▶ ЗАДАНИЯ ДЛЯ ВЫПОЛНЕНИЯ
A – По тексту об «Игоше» ответьте на вопросы:
(i) Кто предположил, что позднее признание Одоевского относится к «Игоше»?
(ii) Кто ещё в конце прошлого века отметил, что «Игоша» представляет постепенный процесс развития мифа в душе ребенка?
(iii) Сборник какого собирателя-фольклориста редактировал Одоевский?
B – Дословно перепишите фрагмент текста об «Игоше»: начните со слов «Малоизвестность использованного мифологического» и остановитесь после слов «писателя к фольклору.».

▶ ИСХОДНЫЙ ТЕКСТ
================

Вместе с тем, по позднейшему признанию самого Одоевского, относящемуся, по справедливому предположению П. Н. Сакулина, к «Игоше», «в описании народного поверья, не всем известного, видели подражание Гофману». История «общения» маленького героя с Игошей, действительно фабульно восходящая к малораспространенной фольклорной быличке, открывает перед читателем психологически осмысленный мир ребенка и представляет собой первый по сути в творчестве писателя образец «психологической» фантастики. Еще в конце прошлого века Н. Ф. Сумцов справедливо отметил, что «„Игоша“ представляет постепенный процесс развития в душе ребенка мифа».
Малоизвестность использованного мифологического сюжета дает основание предполагать специальную заинтересованность Одоевского в выборе фольклорного материала. Если же учесть, что именно к этому периоду относится знакомство и постоянное общение Одоевского с Владимиром Далем (зафиксировавшим, между прочим, быличку об Игоше) и что чуть позже он редактирует «Сказания русского народа о семейной жизни своих предков» другого собирателя-фольклориста — И. П. Сахарова, то все это неожиданно обнаруживает устойчивый интерес писателя к фольклору.

================

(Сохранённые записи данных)

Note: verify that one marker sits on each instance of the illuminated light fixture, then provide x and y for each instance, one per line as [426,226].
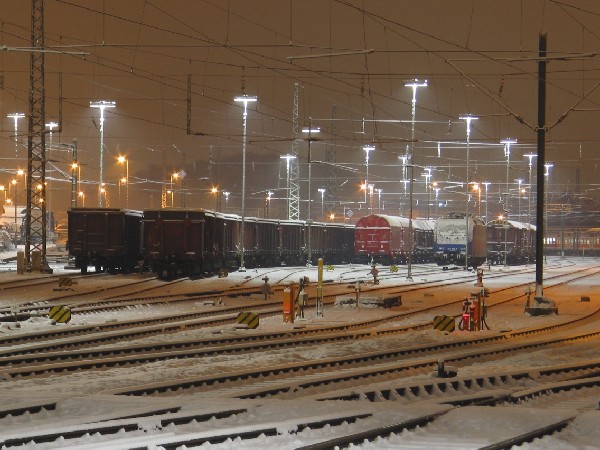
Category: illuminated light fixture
[245,100]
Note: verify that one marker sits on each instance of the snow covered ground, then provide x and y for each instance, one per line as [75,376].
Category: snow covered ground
[82,396]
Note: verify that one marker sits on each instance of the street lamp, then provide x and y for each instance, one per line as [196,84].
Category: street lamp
[468,119]
[102,105]
[287,171]
[226,195]
[75,176]
[322,191]
[427,176]
[487,185]
[368,149]
[15,182]
[545,212]
[507,143]
[245,100]
[519,191]
[414,84]
[16,117]
[310,130]
[123,160]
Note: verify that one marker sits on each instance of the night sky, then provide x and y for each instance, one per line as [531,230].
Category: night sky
[351,60]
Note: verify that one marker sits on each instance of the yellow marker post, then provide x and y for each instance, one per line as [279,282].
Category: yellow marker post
[319,301]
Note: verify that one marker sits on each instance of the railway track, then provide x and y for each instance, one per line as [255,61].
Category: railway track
[384,396]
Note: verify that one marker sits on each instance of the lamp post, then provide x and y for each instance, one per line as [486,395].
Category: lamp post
[16,183]
[427,176]
[245,100]
[75,176]
[414,84]
[16,117]
[368,149]
[174,176]
[468,119]
[287,171]
[487,185]
[226,195]
[123,160]
[102,105]
[310,130]
[545,212]
[530,156]
[215,191]
[268,203]
[507,143]
[519,181]
[322,191]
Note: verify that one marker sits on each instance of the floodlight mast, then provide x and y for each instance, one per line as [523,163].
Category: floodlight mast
[414,84]
[245,100]
[101,105]
[468,119]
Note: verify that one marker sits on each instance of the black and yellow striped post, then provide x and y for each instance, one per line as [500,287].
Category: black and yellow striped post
[61,314]
[444,323]
[248,318]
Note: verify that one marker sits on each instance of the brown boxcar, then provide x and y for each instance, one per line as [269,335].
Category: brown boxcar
[109,239]
[385,239]
[181,242]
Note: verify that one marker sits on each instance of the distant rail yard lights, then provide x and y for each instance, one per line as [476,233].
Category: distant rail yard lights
[101,105]
[245,100]
[123,160]
[368,149]
[310,131]
[414,84]
[507,143]
[468,119]
[16,117]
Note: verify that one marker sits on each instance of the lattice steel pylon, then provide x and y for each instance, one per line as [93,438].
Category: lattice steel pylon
[35,217]
[294,201]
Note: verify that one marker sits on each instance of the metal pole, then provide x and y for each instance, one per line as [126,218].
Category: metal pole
[244,99]
[468,119]
[414,84]
[541,145]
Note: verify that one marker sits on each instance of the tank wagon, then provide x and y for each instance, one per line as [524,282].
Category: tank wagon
[385,239]
[510,242]
[107,239]
[455,235]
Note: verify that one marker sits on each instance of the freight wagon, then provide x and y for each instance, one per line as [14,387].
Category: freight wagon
[107,239]
[385,239]
[510,242]
[456,236]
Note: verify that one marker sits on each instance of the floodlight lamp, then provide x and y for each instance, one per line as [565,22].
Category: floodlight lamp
[311,130]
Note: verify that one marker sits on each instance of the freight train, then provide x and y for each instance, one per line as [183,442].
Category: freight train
[387,239]
[193,242]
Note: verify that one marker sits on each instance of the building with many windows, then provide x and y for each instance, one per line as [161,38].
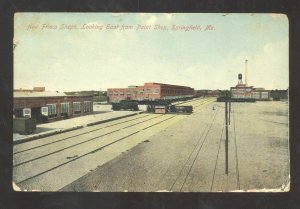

================

▶ СПИСОК ОТВЕТОВ
A –
(i) П. Н. Сакулин.
(ii) Н. Ф. Сумцов.
(iii) И. П. Сахарова («Сказания русского народа о семейной жизни своих предков»).

B –
Малоизвестность использованного мифологического сюжета дает основание предполагать специальную заинтересованность Одоевского в выборе фольклорного материала. Если же учесть, что именно к этому периоду относится знакомство и постоянное общение Одоевского с Владимиром Далем (зафиксировавшим, между прочим, быличку об Игоше) и что чуть позже он редактирует «Сказания русского народа о семейной жизни своих предков» другого собирателя-фольклориста — И. П. Сахарова, то все это неожиданно обнаруживает устойчивый интерес писателя к фольклору.